Locate the line with "Roster-mapping task: tag the large" in the material. Copy that line and each one after it, through the last, exactly and with nothing else.

>> BEGIN Material provided

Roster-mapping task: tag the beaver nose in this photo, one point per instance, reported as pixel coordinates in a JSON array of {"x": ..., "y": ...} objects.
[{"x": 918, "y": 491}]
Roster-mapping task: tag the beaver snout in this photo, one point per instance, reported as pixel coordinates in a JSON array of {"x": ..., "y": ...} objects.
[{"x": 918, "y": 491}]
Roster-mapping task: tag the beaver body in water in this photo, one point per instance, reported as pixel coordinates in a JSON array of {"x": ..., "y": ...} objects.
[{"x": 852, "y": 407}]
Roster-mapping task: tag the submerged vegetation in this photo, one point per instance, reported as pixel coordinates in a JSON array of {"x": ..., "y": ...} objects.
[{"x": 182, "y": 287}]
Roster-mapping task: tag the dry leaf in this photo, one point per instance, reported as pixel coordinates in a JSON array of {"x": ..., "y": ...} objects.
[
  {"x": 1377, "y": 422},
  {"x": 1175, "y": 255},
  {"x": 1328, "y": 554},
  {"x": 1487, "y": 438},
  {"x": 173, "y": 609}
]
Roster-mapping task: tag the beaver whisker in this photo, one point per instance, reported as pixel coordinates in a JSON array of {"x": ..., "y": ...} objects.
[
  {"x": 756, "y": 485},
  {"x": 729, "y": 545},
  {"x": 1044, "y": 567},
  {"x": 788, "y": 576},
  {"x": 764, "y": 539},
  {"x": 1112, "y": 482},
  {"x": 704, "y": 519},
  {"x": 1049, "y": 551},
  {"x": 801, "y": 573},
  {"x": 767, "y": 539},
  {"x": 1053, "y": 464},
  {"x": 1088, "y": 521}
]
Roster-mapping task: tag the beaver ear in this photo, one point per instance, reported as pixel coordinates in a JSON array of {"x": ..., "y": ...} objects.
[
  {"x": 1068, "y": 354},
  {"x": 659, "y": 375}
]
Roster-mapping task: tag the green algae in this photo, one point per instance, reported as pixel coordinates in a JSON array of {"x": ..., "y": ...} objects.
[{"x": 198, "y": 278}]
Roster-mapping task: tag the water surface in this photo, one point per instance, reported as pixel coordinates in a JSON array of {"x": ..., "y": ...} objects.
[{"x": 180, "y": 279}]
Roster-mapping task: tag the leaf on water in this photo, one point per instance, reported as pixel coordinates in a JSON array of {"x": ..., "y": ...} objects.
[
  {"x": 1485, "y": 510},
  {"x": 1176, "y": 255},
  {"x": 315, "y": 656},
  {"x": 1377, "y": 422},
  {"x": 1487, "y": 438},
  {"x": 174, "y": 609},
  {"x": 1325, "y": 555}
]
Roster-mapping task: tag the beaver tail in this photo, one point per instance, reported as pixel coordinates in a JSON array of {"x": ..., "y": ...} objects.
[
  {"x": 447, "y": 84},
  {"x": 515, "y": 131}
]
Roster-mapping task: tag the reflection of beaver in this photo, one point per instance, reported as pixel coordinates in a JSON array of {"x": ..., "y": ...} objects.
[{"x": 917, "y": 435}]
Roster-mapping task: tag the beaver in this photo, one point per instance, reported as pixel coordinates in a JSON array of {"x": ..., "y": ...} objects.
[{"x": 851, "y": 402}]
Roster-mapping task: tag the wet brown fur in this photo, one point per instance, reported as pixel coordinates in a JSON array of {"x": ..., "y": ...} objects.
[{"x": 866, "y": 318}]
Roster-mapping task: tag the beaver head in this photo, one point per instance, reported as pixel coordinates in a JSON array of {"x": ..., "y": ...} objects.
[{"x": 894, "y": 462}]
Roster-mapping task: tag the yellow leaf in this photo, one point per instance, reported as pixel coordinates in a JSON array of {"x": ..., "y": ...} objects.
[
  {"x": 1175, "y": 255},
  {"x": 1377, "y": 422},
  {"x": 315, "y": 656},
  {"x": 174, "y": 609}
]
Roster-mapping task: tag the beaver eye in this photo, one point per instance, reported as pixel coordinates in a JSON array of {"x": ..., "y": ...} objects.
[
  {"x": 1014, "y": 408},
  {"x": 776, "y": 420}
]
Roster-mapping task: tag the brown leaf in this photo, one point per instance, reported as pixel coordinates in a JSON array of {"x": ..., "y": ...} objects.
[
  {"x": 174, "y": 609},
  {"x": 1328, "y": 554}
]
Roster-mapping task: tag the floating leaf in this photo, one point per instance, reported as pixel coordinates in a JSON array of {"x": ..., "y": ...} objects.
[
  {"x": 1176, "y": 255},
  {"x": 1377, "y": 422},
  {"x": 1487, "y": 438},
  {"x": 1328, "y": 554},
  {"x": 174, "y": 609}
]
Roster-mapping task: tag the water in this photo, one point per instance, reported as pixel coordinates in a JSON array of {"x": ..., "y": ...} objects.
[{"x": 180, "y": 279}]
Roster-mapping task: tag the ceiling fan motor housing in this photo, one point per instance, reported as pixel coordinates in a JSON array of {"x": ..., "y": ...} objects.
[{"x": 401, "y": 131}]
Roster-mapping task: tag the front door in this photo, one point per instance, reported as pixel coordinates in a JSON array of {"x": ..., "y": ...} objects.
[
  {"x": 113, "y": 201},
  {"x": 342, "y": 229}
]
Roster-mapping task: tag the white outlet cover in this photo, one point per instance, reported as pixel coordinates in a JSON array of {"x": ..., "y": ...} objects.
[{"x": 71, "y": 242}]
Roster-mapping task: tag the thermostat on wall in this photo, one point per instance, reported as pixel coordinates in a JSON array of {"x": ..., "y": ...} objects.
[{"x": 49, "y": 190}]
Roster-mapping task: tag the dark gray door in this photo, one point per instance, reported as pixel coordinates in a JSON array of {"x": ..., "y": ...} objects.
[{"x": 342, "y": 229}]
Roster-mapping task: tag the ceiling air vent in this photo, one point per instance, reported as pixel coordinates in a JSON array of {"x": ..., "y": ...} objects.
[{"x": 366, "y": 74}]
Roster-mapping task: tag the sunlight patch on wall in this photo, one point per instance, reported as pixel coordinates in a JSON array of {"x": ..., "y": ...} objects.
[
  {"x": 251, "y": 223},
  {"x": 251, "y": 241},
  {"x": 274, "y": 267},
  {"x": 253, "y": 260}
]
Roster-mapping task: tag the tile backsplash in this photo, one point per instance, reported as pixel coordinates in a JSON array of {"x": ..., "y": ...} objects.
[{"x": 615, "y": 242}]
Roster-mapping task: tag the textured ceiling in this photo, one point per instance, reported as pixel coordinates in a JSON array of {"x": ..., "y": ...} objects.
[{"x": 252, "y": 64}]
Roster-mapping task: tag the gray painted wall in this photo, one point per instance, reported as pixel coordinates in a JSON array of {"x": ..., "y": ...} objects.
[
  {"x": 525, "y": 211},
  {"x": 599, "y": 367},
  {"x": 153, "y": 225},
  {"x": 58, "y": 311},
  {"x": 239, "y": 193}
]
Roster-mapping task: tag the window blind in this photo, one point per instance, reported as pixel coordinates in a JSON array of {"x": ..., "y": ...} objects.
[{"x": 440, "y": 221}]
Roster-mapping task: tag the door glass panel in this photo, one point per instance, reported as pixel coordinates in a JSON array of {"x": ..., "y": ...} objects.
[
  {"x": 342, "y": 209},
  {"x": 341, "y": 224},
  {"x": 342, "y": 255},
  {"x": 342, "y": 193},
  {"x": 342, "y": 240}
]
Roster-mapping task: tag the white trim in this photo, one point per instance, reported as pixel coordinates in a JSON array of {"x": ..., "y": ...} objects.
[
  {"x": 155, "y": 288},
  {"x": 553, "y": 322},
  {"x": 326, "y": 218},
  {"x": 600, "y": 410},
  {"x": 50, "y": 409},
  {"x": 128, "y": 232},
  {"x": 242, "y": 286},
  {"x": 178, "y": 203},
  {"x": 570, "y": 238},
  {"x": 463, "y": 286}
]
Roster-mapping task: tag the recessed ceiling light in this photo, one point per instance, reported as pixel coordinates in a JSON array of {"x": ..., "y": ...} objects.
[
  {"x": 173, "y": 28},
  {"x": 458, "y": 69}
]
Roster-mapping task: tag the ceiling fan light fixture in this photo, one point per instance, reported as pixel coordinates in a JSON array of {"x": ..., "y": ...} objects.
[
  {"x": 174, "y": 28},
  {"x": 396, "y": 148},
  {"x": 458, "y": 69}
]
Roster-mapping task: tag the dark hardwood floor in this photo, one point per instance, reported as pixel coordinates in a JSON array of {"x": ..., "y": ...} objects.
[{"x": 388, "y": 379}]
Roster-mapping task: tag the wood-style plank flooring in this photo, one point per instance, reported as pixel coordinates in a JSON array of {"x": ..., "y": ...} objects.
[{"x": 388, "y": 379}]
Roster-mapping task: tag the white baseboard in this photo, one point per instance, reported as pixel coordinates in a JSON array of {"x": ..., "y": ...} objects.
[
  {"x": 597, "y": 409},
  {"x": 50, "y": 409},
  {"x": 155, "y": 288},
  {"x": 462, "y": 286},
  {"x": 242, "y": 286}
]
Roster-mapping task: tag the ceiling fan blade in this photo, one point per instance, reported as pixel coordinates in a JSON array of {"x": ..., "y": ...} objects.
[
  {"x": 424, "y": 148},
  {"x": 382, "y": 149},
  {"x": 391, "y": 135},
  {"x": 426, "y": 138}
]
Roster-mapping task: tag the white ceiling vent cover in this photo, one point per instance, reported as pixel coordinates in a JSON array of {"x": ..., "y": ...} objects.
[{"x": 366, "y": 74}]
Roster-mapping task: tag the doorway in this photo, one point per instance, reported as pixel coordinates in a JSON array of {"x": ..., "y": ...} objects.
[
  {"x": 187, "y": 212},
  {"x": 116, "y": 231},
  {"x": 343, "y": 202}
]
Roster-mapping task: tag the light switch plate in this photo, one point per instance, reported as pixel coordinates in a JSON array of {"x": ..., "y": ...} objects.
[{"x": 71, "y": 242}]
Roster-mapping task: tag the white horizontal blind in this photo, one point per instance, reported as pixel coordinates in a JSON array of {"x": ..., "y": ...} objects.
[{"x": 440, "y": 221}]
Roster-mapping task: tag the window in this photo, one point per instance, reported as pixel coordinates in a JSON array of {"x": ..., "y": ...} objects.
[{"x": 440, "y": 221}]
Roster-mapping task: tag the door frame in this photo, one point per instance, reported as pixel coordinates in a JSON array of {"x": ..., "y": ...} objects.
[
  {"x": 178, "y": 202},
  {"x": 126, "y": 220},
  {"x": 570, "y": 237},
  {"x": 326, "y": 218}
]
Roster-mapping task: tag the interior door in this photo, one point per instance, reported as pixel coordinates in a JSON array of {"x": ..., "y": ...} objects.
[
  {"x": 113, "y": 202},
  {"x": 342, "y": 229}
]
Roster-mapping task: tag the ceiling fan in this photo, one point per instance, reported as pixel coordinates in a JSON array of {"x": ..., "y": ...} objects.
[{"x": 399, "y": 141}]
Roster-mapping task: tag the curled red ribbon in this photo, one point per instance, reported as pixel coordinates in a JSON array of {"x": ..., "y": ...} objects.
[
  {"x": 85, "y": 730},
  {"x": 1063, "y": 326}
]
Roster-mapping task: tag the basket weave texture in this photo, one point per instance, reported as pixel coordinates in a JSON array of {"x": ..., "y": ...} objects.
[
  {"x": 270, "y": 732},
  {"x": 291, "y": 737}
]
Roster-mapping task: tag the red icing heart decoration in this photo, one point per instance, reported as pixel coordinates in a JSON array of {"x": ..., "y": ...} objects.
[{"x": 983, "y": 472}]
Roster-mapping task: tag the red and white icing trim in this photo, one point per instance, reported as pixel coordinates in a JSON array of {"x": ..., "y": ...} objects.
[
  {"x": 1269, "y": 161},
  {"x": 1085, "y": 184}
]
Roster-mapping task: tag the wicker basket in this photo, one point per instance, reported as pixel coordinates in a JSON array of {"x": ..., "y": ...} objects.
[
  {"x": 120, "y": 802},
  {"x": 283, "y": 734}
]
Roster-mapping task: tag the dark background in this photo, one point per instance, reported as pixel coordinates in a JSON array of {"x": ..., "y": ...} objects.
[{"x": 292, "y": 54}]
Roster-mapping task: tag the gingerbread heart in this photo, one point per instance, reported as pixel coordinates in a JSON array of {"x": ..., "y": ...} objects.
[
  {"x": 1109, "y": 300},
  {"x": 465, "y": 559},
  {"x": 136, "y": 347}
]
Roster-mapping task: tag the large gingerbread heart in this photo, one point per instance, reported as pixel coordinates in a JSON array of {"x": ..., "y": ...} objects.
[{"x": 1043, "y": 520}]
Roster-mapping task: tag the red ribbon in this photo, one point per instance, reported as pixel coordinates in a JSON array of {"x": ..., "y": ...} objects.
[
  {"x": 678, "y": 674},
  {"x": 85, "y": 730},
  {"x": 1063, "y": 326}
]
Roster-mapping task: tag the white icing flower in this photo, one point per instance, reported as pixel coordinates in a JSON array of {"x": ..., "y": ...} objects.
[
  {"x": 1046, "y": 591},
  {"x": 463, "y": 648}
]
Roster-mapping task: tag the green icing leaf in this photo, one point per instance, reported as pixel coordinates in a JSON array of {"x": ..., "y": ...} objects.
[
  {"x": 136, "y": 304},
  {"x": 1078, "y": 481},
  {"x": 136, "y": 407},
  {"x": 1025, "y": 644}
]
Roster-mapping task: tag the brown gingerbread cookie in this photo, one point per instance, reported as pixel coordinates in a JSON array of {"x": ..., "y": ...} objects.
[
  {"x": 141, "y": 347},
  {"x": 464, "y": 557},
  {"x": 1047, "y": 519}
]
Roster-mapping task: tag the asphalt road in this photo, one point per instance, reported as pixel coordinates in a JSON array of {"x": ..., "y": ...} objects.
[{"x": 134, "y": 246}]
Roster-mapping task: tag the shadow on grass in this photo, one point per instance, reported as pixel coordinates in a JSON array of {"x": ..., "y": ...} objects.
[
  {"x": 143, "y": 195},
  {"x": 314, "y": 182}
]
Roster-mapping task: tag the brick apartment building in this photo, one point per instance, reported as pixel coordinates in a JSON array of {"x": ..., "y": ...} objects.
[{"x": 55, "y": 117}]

>> END Material provided

*Task result*:
Roster-mapping task: tag the large gingerbread heart in this photo, one point per instance, reported as pixel coordinates in a JSON array of {"x": ..., "y": ...} objects.
[{"x": 1043, "y": 520}]
Roster-mapping task: tag the red ribbon in this photo, one point per instance, reported as pixel coordinates in a JSON array of {"x": ..., "y": ...} objects.
[
  {"x": 678, "y": 674},
  {"x": 85, "y": 730},
  {"x": 1063, "y": 326}
]
Roster-mapping task: tag the white icing flower in this photo, one point per instance, reported as pixel coordinates in a JSON array of {"x": ..., "y": ...} objects.
[
  {"x": 1046, "y": 591},
  {"x": 463, "y": 648}
]
Roster-mapping task: tag the green icing leaf in this photo, one point per instance, reported as pixel coordinates in a JSON array of {"x": ..., "y": ...} objects.
[
  {"x": 136, "y": 304},
  {"x": 1078, "y": 481},
  {"x": 136, "y": 407},
  {"x": 1025, "y": 644}
]
Roster-mapping task: tag the brown gingerbread cookie in this photo, one point per instance, reported as pixel coordinates in a JSON array of {"x": ..., "y": ...} objects.
[
  {"x": 141, "y": 347},
  {"x": 464, "y": 557},
  {"x": 1047, "y": 519}
]
Roster-mapping task: tag the asphalt road in this photo, one point per instance, reported as pixel coordinates in a JSON array of {"x": ..., "y": ...} objects.
[{"x": 134, "y": 246}]
Roster-mapping task: tag the shadow on grass in this photo, one point per instance, reported as pixel coordinates in a JSON array of {"x": ..., "y": ...} objects.
[
  {"x": 143, "y": 195},
  {"x": 314, "y": 182}
]
Roster-mapping task: tag the brick apartment building in this photo, one point per instance, reported as pixel coordinates in a JSON array of {"x": ..., "y": ...} objects.
[{"x": 55, "y": 117}]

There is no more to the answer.